■ Activity:
Repeat all the records, precisely as given.

(Referring expression pointing data)

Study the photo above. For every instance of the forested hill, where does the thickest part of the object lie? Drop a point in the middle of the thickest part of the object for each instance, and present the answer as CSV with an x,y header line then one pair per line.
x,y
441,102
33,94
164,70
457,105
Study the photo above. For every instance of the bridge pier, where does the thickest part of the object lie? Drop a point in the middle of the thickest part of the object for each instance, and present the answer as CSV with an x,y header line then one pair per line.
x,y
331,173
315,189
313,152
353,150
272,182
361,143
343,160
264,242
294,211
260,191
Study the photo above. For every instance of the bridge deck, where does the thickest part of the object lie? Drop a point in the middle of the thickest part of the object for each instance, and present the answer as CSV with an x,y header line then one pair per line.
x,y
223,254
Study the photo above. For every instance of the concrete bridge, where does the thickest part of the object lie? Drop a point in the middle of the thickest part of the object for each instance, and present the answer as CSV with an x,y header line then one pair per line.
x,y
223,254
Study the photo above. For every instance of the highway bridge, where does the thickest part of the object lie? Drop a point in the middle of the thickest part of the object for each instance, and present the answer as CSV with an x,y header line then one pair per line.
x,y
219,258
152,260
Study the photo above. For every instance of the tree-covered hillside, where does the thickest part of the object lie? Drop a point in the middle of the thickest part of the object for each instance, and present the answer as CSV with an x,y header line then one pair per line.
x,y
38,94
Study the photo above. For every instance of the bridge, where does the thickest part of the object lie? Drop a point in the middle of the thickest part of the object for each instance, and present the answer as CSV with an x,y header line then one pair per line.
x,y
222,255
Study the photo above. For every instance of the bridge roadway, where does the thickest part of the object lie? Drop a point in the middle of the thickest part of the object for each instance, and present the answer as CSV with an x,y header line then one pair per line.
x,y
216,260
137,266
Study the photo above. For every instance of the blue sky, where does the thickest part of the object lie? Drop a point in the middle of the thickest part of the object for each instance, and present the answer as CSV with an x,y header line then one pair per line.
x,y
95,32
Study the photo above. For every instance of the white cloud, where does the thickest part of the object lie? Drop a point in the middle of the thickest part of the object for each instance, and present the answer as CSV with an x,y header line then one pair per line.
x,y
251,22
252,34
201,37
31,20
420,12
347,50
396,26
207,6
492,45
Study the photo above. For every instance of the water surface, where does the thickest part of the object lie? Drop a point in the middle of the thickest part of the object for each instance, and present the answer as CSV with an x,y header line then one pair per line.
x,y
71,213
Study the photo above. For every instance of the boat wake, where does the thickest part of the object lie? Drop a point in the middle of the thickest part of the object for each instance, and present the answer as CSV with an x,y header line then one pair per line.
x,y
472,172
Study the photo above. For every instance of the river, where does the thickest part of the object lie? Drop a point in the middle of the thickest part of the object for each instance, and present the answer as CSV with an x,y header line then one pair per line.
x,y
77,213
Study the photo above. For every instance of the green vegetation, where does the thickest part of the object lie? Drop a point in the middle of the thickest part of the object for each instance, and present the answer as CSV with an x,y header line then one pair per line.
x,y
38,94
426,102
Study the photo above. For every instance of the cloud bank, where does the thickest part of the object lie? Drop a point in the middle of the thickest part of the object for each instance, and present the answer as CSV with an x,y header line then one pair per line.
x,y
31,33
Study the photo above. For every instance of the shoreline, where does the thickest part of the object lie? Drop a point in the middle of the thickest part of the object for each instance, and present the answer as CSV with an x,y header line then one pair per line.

■ Solution to the exercise:
Study the photo above. For every instance of the forested hill, where does the thickest part of the object lie? Drop a point in the middle of the thickest part of the object for each instance, and present the answer as CSV with an x,y header line then one pair per line.
x,y
441,102
33,94
164,70
457,105
Study the photo above. For every instance of the bridge pier, where does the thickest part of the object lie? Drop a point in the middle of the thickest part of the object for each instance, and present the answer as CSV with an x,y header line then one pair per line.
x,y
331,173
315,189
313,152
353,150
272,182
361,143
343,160
264,242
294,211
260,191
Study the photo above. For every instance of the bridge deck, where does the thickest part of the object lie? Drop a point in the middle of the thickest part of the object for each instance, and present the answer as CSV with an x,y header line then one pair per line.
x,y
223,254
Study the photo above. For every instance of the concrete bridge, where does the thickest part of the object lie? Drop a point in the middle of the thickest part of the object for each instance, and present the answer as CSV with an x,y header line then one pair per line.
x,y
223,254
Study the photo above. For every instance of the highway bridge, where does the thickest part of the object lie? Drop a point in the middle of the thickest part of the object for each instance, and present the answer as CSV with an x,y header line then one pair per line.
x,y
219,258
152,260
Study the photo above. For every instance of the tree-covered hillside, where does the thickest part of the object lie? Drop a point in the middle of the thickest part of the object for each instance, and present the answer as CSV with an x,y header line then one pair per line.
x,y
38,94
Study the photo above. For every instance of the bridge, where does the thickest part of the object lie? Drop a point in the middle of the thickest part of the object for each instance, and present the answer as CSV with an x,y header line then one pair per line.
x,y
222,255
Study the photo above. For every instance of the bridge roadway, where does the thickest part of the object lie? Drop a point in the middle of the thickest part of the object for each instance, and present the answer as CSV with an x,y header line then one pair per line.
x,y
216,260
137,266
Study the photo above. For every instance of the blue sky, where does the thickest part of the object lie? Drop a point in the middle of the thickest part of the object for each instance, and present the answer as CSV with an x,y header line then one pair per line.
x,y
95,32
Study the photo above. For every instance of the white cloud, where does the thickest part of the object lie? Drop a point in the middle of the thickest part of the object for each instance, and present the answer as CSV with an x,y header line then one pair per line.
x,y
251,22
252,34
201,37
31,20
420,12
347,50
396,26
207,6
492,45
Study the photo above. For every instance of the water surface, where does the thickest part of the object lie? Drop a point in the middle of the thickest part of the object for each instance, and present the answer as CSV with an x,y header line then one pair per line.
x,y
71,213
Study the photo above. For every instance of the boat wake, where does the thickest part of the object lie? Drop a point in the middle of the thickest part of the object for each instance, and present the answer as CSV with an x,y header line then one pair per line.
x,y
472,172
Study the photo above. For every instance of the river, where does the thickest part of the object lie? Drop a point in the middle of the thickest part of the object for each instance, and present the answer as CSV with an x,y header line then one pair per line.
x,y
77,213
Study the photo above. For every instance of the green vegetation, where does the thickest part of the object lie? Drop a point in the middle of the thickest part of the object for each instance, and present the answer as CSV with an x,y header line then one pair per line.
x,y
38,94
426,102
Study the photo above. For every instance of the cloud bank, where does the thickest part of the object lie? Drop a point in the middle of the thickest part of the object for each instance, and present the answer as CSV with an x,y header line then one pair per line.
x,y
31,33
Study the photo above. For every instance of the shoreline, where does the thickest part of the object lie? Drop a point in the middle of the thickest part of the object for each instance, and present the answer as CSV with an x,y header line then one pair per line.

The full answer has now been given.